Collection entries
****************
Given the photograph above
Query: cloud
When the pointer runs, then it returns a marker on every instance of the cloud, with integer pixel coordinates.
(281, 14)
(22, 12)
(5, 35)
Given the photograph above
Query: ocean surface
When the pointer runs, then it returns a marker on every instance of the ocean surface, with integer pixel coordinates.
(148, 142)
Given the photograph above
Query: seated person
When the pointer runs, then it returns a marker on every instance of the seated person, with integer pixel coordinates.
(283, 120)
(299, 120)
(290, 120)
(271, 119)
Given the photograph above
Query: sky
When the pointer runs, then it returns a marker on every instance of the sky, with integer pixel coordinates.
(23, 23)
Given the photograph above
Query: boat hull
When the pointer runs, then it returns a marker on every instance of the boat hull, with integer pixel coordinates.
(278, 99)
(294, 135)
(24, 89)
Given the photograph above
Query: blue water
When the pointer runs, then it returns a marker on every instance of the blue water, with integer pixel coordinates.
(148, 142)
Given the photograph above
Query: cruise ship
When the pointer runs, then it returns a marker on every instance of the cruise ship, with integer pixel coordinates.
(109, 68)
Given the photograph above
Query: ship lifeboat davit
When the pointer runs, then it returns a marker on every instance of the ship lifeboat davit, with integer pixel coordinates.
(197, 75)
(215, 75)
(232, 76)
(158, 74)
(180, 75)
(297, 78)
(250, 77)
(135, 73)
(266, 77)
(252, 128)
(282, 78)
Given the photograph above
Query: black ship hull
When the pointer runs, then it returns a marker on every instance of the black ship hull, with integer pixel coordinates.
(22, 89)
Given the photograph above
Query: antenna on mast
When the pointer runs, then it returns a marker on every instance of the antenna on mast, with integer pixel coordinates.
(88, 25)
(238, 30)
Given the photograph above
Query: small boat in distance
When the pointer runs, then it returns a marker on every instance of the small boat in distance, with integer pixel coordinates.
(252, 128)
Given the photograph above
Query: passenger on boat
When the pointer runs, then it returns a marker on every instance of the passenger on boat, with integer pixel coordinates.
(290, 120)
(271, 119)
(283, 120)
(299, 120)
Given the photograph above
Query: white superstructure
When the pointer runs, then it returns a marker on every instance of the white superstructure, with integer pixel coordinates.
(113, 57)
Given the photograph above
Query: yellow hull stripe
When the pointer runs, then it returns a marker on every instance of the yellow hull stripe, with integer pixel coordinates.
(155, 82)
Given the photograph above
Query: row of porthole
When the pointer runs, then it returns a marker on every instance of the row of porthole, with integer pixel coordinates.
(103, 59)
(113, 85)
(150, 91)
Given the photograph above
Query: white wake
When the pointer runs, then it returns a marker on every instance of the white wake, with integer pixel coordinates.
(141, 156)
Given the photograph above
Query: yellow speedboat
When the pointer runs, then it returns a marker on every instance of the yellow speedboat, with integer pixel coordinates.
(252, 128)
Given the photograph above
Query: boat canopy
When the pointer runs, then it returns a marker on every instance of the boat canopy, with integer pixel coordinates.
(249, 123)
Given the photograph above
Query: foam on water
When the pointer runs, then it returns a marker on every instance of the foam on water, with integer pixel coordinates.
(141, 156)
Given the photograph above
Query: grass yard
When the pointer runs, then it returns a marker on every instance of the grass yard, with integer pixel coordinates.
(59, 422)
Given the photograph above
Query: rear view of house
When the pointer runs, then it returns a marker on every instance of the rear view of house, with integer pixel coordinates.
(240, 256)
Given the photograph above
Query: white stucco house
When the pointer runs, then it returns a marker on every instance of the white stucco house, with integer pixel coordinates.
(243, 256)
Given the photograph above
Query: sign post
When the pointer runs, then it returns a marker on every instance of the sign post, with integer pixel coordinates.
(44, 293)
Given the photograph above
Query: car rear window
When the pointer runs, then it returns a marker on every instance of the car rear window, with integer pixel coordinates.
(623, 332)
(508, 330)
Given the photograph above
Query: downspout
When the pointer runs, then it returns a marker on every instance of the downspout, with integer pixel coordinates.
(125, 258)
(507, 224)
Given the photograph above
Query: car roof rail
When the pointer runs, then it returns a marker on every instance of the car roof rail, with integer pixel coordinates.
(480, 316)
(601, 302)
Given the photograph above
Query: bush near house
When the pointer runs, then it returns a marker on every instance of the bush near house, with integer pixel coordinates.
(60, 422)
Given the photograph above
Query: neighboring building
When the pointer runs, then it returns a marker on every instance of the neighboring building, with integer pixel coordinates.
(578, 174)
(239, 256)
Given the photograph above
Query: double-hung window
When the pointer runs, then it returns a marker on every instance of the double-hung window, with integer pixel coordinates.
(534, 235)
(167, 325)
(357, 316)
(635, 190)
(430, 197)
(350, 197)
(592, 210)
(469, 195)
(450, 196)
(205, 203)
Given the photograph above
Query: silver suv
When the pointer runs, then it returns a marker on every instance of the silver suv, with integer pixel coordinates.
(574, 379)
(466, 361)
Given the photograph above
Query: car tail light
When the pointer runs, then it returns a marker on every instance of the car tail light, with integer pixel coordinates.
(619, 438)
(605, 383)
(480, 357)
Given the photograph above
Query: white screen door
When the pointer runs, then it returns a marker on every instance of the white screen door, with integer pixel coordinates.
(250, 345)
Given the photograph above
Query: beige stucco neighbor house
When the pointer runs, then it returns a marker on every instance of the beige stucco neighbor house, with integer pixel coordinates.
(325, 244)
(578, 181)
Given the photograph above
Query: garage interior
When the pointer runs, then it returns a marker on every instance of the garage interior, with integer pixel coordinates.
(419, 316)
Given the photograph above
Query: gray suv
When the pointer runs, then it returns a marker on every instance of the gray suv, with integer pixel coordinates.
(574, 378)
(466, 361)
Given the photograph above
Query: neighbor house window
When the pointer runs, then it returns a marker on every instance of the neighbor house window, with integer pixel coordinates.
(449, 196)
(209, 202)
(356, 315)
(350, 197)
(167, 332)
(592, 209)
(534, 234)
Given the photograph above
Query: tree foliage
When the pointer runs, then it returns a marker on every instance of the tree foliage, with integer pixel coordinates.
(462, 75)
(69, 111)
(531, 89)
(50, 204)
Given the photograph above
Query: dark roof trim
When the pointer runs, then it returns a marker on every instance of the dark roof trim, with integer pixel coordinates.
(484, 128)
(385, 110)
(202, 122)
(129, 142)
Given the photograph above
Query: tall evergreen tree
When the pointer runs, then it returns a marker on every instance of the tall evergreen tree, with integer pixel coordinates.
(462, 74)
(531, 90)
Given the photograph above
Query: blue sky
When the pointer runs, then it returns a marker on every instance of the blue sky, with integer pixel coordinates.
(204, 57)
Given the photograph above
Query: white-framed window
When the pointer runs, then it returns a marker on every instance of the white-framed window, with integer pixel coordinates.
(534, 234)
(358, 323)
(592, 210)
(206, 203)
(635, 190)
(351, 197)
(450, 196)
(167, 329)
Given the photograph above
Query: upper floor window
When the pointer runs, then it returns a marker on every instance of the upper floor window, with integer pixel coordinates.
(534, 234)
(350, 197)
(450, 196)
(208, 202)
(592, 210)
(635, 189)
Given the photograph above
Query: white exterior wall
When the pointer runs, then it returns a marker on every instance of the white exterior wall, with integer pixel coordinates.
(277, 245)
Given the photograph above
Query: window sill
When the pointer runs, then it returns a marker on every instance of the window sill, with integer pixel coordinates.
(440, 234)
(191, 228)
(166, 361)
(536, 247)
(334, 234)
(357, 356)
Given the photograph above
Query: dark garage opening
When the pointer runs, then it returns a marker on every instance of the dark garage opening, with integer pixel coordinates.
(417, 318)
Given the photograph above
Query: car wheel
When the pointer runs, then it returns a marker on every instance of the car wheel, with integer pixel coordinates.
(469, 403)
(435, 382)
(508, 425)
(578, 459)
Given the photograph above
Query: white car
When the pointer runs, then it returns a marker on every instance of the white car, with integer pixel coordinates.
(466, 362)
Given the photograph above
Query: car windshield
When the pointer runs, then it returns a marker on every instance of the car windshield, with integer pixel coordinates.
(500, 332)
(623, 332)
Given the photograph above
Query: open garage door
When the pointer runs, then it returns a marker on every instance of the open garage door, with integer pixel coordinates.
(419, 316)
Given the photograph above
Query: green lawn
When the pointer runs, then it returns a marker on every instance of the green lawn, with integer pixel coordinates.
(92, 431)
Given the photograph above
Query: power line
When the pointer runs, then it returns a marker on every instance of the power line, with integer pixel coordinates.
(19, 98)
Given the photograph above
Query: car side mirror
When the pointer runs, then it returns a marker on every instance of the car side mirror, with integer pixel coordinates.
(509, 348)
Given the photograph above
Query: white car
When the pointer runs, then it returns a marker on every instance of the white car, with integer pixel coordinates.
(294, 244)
****************
--- EXERCISE ---
Pick out each line of the records above that contains the string "speedboat", and copy those lines.

--- THE SOLUTION ---
Query: yellow speedboat
When the pointer runs, then it returns a marker on every instance of the yellow speedboat, with integer pixel coordinates.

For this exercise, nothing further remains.